### Directions:
Would you transcribe the whole listing exactly, minus its pictures?
---- Material for this exercise
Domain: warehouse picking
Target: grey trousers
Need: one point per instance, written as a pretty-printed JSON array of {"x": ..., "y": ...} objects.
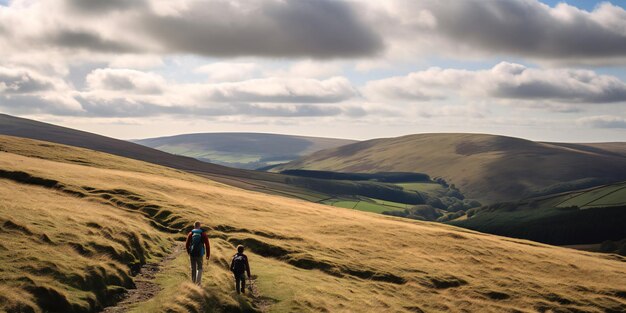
[
  {"x": 240, "y": 282},
  {"x": 196, "y": 269}
]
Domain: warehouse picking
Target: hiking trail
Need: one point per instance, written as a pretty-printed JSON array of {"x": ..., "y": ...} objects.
[{"x": 145, "y": 286}]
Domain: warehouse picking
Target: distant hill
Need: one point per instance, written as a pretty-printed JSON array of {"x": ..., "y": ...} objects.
[
  {"x": 75, "y": 225},
  {"x": 489, "y": 168},
  {"x": 589, "y": 216},
  {"x": 242, "y": 150},
  {"x": 252, "y": 180}
]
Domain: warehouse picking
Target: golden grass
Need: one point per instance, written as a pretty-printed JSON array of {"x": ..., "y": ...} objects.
[{"x": 308, "y": 257}]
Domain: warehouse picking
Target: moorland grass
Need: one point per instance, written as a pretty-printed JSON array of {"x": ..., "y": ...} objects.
[{"x": 307, "y": 257}]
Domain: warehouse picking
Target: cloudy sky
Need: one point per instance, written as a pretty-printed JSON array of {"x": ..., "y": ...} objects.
[{"x": 552, "y": 70}]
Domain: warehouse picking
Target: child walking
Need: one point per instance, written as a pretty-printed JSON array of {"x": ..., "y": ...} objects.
[{"x": 239, "y": 265}]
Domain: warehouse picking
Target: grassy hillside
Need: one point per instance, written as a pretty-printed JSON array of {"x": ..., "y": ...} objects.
[
  {"x": 589, "y": 216},
  {"x": 484, "y": 167},
  {"x": 251, "y": 180},
  {"x": 75, "y": 222},
  {"x": 242, "y": 150}
]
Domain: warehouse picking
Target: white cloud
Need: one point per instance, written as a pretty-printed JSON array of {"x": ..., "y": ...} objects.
[
  {"x": 603, "y": 121},
  {"x": 125, "y": 80},
  {"x": 522, "y": 28},
  {"x": 136, "y": 61},
  {"x": 503, "y": 81},
  {"x": 308, "y": 68},
  {"x": 228, "y": 71},
  {"x": 131, "y": 93}
]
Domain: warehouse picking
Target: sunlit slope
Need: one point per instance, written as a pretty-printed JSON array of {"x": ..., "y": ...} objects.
[
  {"x": 242, "y": 150},
  {"x": 251, "y": 180},
  {"x": 485, "y": 167},
  {"x": 308, "y": 257}
]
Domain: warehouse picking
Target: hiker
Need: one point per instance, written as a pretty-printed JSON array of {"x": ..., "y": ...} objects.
[
  {"x": 196, "y": 242},
  {"x": 239, "y": 265}
]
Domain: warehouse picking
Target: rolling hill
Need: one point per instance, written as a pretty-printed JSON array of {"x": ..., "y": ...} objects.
[
  {"x": 485, "y": 167},
  {"x": 242, "y": 150},
  {"x": 589, "y": 216},
  {"x": 251, "y": 180},
  {"x": 309, "y": 189},
  {"x": 91, "y": 218}
]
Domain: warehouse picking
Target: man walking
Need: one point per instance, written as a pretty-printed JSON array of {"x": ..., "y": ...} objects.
[
  {"x": 239, "y": 266},
  {"x": 197, "y": 245}
]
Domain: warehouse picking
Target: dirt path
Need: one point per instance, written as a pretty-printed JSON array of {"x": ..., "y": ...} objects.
[
  {"x": 258, "y": 301},
  {"x": 146, "y": 288}
]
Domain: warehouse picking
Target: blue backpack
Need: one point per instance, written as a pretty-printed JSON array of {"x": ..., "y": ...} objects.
[{"x": 197, "y": 246}]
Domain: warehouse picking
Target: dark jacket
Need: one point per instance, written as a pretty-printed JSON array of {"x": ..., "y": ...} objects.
[
  {"x": 246, "y": 265},
  {"x": 205, "y": 240}
]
--------
### Solution to this exercise:
Domain: warehouse picking
Target: grey trousers
Need: one point per instance, written as a pretty-printed JSON array of {"x": ..., "y": ...} objects.
[
  {"x": 240, "y": 282},
  {"x": 196, "y": 269}
]
Domain: warehouse picking
Target: hiking trail
Need: one point per instance, written as a pretty-printed JSON array of {"x": ..., "y": ...} objects.
[{"x": 145, "y": 286}]
Domain: warehouse picking
Target: distant hill
Need: one point per instance, written as a pretty-printed JSON array of {"x": ..., "y": ...} objects.
[
  {"x": 75, "y": 225},
  {"x": 489, "y": 168},
  {"x": 589, "y": 216},
  {"x": 242, "y": 150},
  {"x": 252, "y": 180}
]
Domain: warehouse picking
Target: golden grass
Need: one point per instance, written as a pretty-printed JSON array of {"x": ..., "y": ...} objects.
[{"x": 308, "y": 257}]
Domain: warehouse picking
Target: moorland grass
Need: one point per instance, written as a pretty-printed JSON array of {"x": ..., "y": ...} objects.
[{"x": 307, "y": 257}]
Domain: warehouse picking
Target: cloudy sky
Need: one point per instance, written as a pretty-printed JSON array of {"x": ..., "y": ...} objects.
[{"x": 552, "y": 70}]
Domain: warehouse picking
Target: child walking
Need: one point per instance, written as a pretty-printed JSON array of {"x": ..., "y": ...} objects.
[{"x": 239, "y": 265}]
Domain: warehouse picking
Target: grassy hillside
Need: one point per instance, written as a pretty-printed JSON array of {"x": ..., "y": ...} objects.
[
  {"x": 589, "y": 216},
  {"x": 484, "y": 167},
  {"x": 251, "y": 180},
  {"x": 75, "y": 222},
  {"x": 242, "y": 150}
]
Domain: warehouse picking
Target: white cloud
Need: one point per instance, written as a pretty-printed JSON array of {"x": ..., "y": ...} objects.
[
  {"x": 603, "y": 121},
  {"x": 125, "y": 80},
  {"x": 522, "y": 28},
  {"x": 136, "y": 61},
  {"x": 503, "y": 81},
  {"x": 308, "y": 68},
  {"x": 228, "y": 71},
  {"x": 131, "y": 93}
]
Domain: warehouse picking
Target: sunlit slope
Need: one point per instance, written as a pretty-printed JSON array of {"x": ..., "y": ...} objects.
[
  {"x": 242, "y": 150},
  {"x": 251, "y": 180},
  {"x": 485, "y": 167},
  {"x": 308, "y": 257}
]
Domain: warehouse picking
Target: hiker
Need: one point per instance, written as a pretty-printed JSON array of {"x": ..., "y": ...} objects.
[
  {"x": 196, "y": 242},
  {"x": 239, "y": 265}
]
Domain: warehouse picking
Target: rolling hill
Need: one point per instance, written as a pretty-printed JSON array of {"x": ..., "y": ...} objects.
[
  {"x": 485, "y": 167},
  {"x": 242, "y": 150},
  {"x": 589, "y": 216},
  {"x": 251, "y": 180},
  {"x": 309, "y": 189},
  {"x": 91, "y": 218}
]
Domain: warehouse picking
Target: man walking
Need: one point per instance, written as a pretty-printed JSON array of {"x": ..., "y": ...} objects.
[
  {"x": 239, "y": 266},
  {"x": 197, "y": 245}
]
Domain: warehouse picking
Target: dirt path
Need: one point per instance, written as a pretty-printed JSON array of {"x": ..., "y": ...} objects.
[
  {"x": 258, "y": 301},
  {"x": 146, "y": 288}
]
Domain: warehouse picking
Target: blue backpack
Need: one point per instance, written as a pretty-printed JSON array of {"x": ..., "y": ...} objects.
[{"x": 197, "y": 246}]
Domain: warehouse picking
Target: dark jacket
Need: one point per instance, written as a pretty-printed JSON array of {"x": ..., "y": ...} objects.
[
  {"x": 246, "y": 265},
  {"x": 205, "y": 240}
]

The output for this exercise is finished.